Extract every line in the items below that contains the string "hair", matching case exactly.

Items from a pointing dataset
----

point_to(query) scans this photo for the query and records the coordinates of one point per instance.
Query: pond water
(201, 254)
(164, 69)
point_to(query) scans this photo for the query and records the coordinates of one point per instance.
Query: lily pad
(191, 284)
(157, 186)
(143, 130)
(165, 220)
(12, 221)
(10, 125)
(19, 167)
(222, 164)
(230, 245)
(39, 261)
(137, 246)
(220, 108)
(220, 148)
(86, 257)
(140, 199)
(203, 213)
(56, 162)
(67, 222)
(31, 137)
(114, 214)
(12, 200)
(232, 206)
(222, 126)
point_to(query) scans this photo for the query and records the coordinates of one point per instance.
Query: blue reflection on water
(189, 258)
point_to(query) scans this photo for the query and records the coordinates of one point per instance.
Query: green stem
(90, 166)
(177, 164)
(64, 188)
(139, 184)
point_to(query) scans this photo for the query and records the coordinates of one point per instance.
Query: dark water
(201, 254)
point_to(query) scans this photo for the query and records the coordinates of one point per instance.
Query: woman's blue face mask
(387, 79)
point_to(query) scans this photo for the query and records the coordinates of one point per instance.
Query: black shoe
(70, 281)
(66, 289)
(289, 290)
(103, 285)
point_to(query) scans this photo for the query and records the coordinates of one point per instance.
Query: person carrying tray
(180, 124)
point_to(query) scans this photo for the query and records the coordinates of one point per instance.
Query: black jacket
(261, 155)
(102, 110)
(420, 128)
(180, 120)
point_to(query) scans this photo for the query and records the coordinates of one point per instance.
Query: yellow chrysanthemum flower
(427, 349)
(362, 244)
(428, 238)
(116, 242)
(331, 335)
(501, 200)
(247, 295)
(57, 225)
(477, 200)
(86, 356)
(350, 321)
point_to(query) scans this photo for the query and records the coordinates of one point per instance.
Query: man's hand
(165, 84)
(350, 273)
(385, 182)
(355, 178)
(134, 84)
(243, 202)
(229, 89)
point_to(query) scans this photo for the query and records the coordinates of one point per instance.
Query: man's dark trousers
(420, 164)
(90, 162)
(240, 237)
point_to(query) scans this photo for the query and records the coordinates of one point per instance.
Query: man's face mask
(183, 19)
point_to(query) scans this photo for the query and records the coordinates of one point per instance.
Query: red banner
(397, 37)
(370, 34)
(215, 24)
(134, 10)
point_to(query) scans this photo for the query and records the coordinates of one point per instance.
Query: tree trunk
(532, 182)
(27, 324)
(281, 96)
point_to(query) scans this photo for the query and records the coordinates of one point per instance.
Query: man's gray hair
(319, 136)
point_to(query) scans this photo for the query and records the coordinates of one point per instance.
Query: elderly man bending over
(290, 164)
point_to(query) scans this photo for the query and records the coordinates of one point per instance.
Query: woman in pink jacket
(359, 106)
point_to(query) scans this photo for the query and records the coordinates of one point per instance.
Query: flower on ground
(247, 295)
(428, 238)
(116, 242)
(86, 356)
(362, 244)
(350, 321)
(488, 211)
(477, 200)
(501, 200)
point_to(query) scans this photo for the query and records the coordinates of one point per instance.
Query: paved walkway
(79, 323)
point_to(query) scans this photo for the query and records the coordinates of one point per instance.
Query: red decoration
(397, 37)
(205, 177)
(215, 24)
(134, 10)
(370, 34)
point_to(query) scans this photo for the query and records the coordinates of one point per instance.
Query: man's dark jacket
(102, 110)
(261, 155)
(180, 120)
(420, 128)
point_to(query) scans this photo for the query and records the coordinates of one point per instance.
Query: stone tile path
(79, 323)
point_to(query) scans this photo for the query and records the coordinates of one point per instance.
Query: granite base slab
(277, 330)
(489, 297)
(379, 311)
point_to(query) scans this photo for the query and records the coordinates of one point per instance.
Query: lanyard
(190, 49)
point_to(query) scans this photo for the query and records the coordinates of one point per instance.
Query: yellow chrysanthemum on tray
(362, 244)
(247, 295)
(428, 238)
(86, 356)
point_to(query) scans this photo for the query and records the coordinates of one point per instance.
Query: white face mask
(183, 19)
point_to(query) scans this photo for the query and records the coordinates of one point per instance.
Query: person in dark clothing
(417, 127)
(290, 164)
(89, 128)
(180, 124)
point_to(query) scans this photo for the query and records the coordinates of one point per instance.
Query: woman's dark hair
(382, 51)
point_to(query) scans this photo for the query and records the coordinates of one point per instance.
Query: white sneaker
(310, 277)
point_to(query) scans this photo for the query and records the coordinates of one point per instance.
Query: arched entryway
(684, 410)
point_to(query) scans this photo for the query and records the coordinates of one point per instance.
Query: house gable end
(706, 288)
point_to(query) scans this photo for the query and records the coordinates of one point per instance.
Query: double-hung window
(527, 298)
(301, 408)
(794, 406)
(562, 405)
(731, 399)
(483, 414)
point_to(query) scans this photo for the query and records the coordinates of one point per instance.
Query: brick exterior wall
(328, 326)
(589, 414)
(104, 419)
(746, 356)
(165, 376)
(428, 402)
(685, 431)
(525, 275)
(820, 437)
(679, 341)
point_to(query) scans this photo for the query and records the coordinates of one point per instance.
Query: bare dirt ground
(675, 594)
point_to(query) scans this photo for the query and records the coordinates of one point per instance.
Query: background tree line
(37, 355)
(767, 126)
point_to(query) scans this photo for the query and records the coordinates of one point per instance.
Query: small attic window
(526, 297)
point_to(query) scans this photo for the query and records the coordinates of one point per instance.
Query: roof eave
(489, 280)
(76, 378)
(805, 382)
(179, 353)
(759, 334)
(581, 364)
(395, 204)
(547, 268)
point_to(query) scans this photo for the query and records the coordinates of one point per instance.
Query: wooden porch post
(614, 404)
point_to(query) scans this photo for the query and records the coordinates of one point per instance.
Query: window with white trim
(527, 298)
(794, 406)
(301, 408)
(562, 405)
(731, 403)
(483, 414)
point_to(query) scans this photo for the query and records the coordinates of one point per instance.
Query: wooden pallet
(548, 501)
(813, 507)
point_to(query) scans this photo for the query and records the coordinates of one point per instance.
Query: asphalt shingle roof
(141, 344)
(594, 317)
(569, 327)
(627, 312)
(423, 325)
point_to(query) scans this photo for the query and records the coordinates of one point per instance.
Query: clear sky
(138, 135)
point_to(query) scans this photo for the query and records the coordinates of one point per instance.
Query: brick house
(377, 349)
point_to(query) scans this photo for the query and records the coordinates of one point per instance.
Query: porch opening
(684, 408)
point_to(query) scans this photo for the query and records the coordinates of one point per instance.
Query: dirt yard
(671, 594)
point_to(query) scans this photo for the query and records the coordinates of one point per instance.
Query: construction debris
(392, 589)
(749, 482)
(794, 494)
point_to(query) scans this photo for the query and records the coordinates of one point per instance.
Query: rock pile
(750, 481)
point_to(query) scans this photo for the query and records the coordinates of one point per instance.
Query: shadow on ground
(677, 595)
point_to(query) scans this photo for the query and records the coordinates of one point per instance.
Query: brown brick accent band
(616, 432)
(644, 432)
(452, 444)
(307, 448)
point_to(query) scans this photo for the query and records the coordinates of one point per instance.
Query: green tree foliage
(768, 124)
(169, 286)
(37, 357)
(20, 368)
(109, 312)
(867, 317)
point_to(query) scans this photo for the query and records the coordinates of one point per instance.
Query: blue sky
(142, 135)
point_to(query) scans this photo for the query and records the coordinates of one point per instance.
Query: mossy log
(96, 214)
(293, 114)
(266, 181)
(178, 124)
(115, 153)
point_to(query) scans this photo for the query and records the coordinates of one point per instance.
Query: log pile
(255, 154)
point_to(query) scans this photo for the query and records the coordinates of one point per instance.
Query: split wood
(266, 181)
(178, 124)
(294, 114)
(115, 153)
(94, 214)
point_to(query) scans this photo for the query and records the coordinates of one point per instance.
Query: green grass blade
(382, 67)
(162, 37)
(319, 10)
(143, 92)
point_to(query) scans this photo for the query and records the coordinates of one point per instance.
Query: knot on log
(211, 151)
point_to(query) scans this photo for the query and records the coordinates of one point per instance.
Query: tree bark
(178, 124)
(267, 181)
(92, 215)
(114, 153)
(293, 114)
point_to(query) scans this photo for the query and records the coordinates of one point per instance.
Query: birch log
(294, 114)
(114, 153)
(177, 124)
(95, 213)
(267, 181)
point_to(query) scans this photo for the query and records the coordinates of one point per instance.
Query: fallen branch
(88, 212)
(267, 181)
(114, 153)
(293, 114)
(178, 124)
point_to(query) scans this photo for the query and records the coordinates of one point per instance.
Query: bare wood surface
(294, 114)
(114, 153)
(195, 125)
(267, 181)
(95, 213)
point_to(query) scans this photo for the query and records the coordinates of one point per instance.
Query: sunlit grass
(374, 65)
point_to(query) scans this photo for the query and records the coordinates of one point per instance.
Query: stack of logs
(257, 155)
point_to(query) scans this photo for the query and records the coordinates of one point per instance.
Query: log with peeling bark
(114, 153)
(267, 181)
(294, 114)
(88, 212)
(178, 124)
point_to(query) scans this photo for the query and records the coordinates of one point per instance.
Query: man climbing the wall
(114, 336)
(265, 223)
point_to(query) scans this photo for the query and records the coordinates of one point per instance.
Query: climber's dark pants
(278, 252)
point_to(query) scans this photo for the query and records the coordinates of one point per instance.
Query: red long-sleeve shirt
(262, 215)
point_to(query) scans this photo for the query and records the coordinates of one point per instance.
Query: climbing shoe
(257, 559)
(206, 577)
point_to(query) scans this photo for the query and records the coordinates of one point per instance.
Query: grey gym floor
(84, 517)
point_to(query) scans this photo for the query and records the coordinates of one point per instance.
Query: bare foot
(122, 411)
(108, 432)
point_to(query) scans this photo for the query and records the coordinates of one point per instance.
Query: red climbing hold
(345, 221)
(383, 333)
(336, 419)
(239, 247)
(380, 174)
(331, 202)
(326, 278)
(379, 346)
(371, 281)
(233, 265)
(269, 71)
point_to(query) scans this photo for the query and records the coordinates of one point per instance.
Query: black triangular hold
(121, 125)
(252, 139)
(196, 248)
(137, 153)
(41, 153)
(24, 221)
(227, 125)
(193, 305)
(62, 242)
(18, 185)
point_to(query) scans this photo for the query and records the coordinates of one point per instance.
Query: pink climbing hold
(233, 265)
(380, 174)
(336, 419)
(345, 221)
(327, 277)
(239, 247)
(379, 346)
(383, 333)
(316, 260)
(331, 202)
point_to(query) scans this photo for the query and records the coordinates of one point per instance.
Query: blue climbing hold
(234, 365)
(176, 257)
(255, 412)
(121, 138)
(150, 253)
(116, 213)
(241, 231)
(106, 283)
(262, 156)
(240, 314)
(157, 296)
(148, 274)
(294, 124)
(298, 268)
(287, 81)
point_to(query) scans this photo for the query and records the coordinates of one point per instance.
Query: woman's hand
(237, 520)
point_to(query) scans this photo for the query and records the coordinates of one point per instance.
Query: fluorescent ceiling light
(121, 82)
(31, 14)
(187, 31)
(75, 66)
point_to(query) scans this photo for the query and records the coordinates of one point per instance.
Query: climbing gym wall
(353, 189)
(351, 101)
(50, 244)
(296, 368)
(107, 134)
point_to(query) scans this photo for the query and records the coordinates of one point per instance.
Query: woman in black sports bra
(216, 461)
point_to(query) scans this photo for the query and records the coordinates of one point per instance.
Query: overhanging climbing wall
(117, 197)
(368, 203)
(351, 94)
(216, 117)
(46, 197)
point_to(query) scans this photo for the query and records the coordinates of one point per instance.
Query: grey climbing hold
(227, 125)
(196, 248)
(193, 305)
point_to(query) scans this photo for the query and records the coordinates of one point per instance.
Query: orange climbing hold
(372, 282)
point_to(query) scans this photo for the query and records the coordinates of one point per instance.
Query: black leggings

----

EXERCISE SOLUTION:
Query: man's gray hair
Query: woman's dark hair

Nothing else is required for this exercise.